*Passage provided*.
# Smoked turkey tails



## Tinybu88les8 (Feb 17, 2011)

I bought a package awhile ago out of curiosity and after eating them i haven't been able to stop craving them! I've yet to find them anywhere again! I've even looked online to see if i could order them. But no luck! I've gotta have more! Help me!


----------



## Josie1945 (Feb 17, 2011)

Never had smoked turkey tails, try asking your butcher.

Welcome to DC

Josie


----------



## babetoo (Feb 17, 2011)

welcome, never heard of such a thing. good luck


----------



## Bolas De Fraile (Feb 18, 2011)

Tinybu88les8 said:


> I bought a package awhile ago out of curiosity and after eating them i haven't been able to stop craving them! I've yet to find them anywhere again! I've even looked online to see if i could order them. But no luck! I've gotta have more! Help me!


Do you mean the turkeys parsons nose, if so you are like me a Connoisseurof the Toches, I brine my parsons (not mine the turkeys) then hot smoke for a long time then crisp in a hot oven, I sometimes brush with bbq sauce before putting in the oven they knock BBQ ribs into a cocked hat, every pun and ramification intended, I think I should stop now


----------



## Bolas De Fraile (Feb 18, 2011)

pre brine


----------



## Tinybu88les8 (Feb 18, 2011)

That picture looks like a turkeys tail. Sounds like we have different names for it.  I can't find them anywhere! They're so Delicious.


----------



## 97guns (May 26, 2013)

got me 2 packs of raw tail in the freeze, gonna be my memorial day feast


----------

*Supplied records*.

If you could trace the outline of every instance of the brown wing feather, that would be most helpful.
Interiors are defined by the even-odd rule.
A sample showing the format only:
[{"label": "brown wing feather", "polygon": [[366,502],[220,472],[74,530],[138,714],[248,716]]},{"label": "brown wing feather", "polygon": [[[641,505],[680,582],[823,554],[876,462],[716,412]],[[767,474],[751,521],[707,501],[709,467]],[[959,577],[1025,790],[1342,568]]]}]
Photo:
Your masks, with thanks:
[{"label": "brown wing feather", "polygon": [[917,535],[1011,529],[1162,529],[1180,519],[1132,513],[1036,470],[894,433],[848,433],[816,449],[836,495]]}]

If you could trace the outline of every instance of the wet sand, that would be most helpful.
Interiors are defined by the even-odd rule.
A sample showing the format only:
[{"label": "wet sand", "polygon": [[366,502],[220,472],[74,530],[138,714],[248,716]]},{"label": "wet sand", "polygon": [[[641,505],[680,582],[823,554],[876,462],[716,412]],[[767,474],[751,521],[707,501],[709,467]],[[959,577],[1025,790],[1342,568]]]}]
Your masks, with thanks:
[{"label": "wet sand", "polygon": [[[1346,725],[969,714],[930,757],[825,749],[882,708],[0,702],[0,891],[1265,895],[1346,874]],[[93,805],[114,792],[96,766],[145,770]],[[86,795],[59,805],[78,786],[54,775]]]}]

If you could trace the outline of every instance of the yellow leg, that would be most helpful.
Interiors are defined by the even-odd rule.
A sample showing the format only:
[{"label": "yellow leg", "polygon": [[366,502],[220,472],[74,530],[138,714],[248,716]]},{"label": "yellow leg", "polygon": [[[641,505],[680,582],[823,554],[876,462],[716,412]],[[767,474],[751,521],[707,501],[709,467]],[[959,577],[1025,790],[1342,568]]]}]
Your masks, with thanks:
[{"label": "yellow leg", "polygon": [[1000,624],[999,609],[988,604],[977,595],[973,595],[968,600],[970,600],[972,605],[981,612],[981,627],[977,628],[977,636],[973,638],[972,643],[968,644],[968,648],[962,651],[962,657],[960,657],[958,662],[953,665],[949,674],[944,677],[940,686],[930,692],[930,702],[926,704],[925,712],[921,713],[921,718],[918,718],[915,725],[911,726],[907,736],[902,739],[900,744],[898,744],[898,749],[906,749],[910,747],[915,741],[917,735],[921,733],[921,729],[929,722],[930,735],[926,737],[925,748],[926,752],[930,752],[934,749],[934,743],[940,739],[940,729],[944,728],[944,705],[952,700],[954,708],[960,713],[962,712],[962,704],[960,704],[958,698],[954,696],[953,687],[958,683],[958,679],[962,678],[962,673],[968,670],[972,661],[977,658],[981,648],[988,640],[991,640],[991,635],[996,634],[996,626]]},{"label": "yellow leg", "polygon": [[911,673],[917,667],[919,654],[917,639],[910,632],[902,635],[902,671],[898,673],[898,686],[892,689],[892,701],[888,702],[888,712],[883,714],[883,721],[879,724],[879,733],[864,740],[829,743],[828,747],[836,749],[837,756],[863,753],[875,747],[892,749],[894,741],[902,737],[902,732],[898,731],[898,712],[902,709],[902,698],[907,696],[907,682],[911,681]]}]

*What is asked*. From the smoked turkey tails thread, quote word for word the part between "## Tinybu88les8 (Feb 17, 2011)" and "asking your butcher.", inclusive.

*Exercise output*.
## Tinybu88les8 (Feb 17, 2011)

I bought a package awhile ago out of curiosity and after eating them i haven't been able to stop craving them! I've yet to find them anywhere again! I've even looked online to see if i could order them. But no luck! I've gotta have more! Help me!


----------



## Josie1945 (Feb 17, 2011)

Never had smoked turkey tails, try asking your butcher.